## DESCRIPTION OF THE TASK
Copy the rows starting at the line containing "For the man's short" and ending at the line containing "(1121, 227)", both lines and all requests included. Scale every point coordinate in the answers by 2.55 and round each to a whole number, rounding halves up.

Object point labels
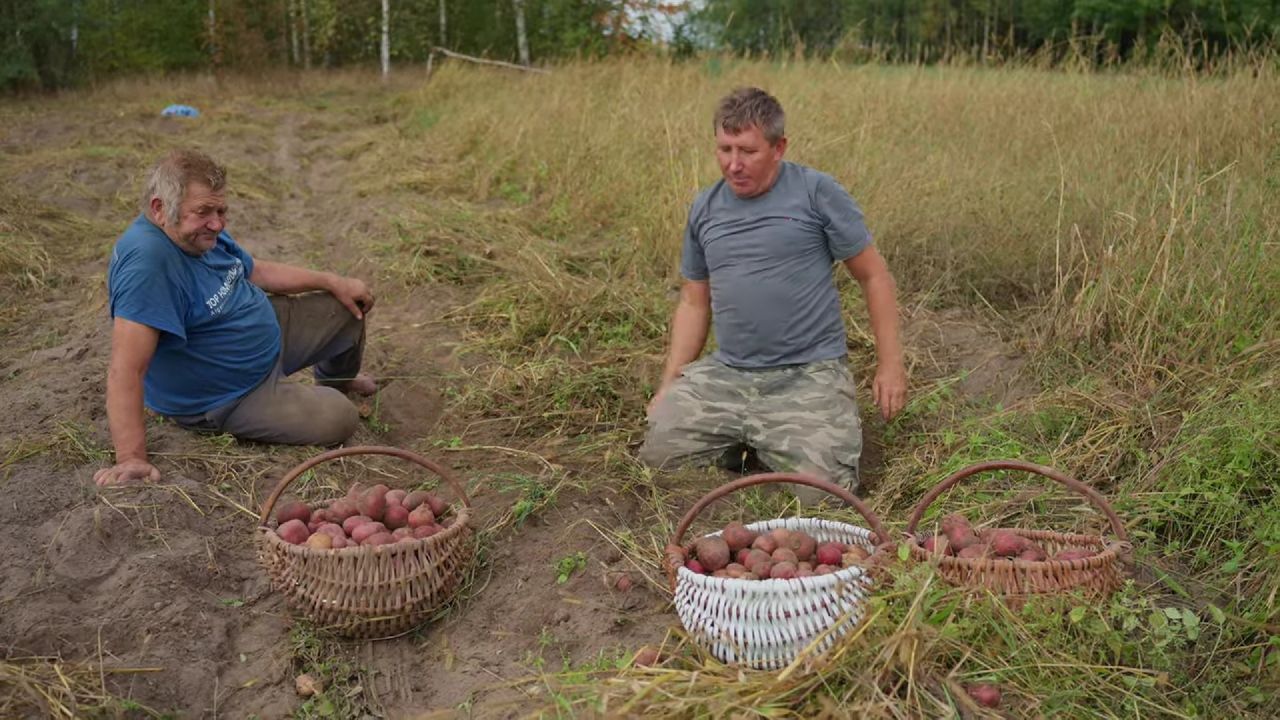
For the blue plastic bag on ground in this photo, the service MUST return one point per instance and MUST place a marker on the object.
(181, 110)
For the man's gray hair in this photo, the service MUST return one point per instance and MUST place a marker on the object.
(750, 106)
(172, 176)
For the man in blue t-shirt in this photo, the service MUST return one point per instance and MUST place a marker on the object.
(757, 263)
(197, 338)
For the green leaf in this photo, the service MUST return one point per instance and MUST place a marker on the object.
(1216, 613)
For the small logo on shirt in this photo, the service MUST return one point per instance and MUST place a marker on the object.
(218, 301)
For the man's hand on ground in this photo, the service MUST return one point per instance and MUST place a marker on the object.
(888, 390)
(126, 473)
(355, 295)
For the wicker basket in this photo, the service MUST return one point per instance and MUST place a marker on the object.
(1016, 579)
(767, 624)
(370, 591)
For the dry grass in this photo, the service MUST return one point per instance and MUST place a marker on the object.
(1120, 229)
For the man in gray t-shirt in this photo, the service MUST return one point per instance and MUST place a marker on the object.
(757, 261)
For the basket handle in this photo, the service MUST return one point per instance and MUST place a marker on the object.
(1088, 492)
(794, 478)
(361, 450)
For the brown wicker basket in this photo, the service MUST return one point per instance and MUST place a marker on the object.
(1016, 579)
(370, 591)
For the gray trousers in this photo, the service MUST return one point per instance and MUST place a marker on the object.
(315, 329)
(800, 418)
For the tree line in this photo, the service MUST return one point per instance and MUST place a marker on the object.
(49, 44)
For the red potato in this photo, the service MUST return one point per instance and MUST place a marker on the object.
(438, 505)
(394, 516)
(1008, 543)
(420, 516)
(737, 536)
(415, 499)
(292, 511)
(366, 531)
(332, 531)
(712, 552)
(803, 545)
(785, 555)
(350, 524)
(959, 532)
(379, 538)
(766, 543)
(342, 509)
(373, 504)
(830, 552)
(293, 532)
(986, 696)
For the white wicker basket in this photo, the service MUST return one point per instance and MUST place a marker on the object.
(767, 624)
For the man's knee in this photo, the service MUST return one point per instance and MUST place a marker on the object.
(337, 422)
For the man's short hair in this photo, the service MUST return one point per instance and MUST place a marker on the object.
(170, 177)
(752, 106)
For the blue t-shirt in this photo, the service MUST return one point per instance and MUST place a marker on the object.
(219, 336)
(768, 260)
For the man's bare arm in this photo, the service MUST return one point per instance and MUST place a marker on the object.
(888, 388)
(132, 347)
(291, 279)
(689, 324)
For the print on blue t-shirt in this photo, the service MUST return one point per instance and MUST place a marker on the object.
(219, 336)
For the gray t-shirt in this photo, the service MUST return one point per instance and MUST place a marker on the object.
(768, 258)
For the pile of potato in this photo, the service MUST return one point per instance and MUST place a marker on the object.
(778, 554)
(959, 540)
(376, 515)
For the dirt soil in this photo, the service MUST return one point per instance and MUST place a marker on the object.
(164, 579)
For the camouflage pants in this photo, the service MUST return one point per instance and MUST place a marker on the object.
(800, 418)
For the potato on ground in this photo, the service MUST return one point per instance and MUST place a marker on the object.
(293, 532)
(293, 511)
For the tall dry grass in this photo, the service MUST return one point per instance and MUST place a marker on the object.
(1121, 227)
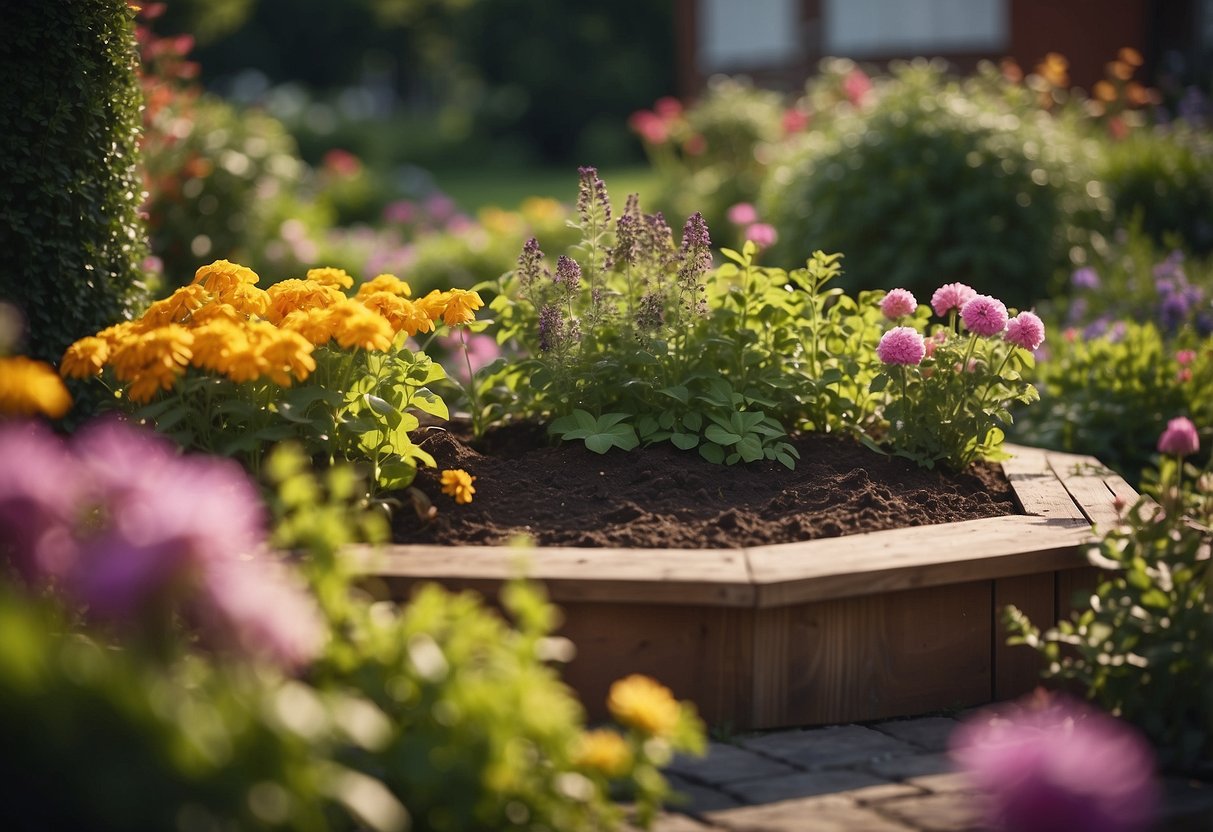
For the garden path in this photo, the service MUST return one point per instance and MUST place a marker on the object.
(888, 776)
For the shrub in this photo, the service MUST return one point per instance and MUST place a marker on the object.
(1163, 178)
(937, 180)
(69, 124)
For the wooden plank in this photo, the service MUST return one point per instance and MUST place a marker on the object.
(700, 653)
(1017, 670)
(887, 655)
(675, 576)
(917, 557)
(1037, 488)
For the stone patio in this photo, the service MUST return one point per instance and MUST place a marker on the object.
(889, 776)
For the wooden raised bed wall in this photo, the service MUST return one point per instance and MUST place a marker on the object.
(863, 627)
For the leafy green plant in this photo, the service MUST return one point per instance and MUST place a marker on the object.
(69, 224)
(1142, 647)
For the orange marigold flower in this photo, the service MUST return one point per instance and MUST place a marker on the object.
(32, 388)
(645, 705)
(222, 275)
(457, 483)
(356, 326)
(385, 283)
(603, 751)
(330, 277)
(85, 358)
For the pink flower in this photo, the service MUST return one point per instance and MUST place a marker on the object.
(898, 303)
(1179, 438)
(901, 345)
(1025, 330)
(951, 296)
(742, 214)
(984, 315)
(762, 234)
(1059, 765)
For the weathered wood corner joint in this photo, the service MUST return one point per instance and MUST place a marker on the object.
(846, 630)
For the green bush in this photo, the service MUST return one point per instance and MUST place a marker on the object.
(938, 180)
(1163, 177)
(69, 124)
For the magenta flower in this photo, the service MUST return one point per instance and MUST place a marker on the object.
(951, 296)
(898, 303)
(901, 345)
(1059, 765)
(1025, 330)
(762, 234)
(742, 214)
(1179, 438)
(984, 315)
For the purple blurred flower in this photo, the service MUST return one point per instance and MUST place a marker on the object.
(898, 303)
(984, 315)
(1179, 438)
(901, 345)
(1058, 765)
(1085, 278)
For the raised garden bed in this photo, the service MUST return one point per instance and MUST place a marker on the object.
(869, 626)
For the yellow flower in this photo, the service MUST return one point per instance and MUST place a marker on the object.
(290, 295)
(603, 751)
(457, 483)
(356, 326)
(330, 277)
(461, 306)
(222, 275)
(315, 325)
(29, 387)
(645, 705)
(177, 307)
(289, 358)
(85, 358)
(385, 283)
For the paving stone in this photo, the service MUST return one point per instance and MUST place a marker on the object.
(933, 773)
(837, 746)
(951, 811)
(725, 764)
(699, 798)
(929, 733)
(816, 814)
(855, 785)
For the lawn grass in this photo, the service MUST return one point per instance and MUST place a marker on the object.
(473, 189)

## WRITTEN ANSWER
For the man's short hair in this photo, the service MUST return one point per instance and MUST place a marker on the object.
(434, 451)
(1918, 270)
For the blue t-shirt in this photo, the service MUST return one point per instance and MUST place a marker on the object.
(558, 857)
(1958, 663)
For the man's bare arm in this photo, the service MUST return one point per instance and MUST place a marker on the object.
(2264, 989)
(337, 885)
(742, 711)
(1757, 826)
For the print on blue t-shirt in this photo, the service MUST return one point per instance and MUST place a marker on the object.
(558, 857)
For the gray t-shirt in this photo, the service MUST return one point per instance and MUST place a marker on the object.
(1958, 658)
For the pile of potato in this photo, the service MUST return one point per instance and MUST place a marker on the object.
(1984, 1413)
(2445, 1377)
(959, 1313)
For the dirt soil in this photo, the service MUST return one point per instance and MUST place a marker on the object.
(418, 1476)
For the camouflage pants in this photo, the service MUST return one point per instance and MUST place a marker on the object.
(2040, 1066)
For the potato on ground in this photo, the service MUST return one point per instance and MUST place a marker on the object.
(747, 1357)
(747, 1303)
For the tall dry grass in this photo, the service MUST return one point per instance and MUST place a marker on the object.
(2859, 579)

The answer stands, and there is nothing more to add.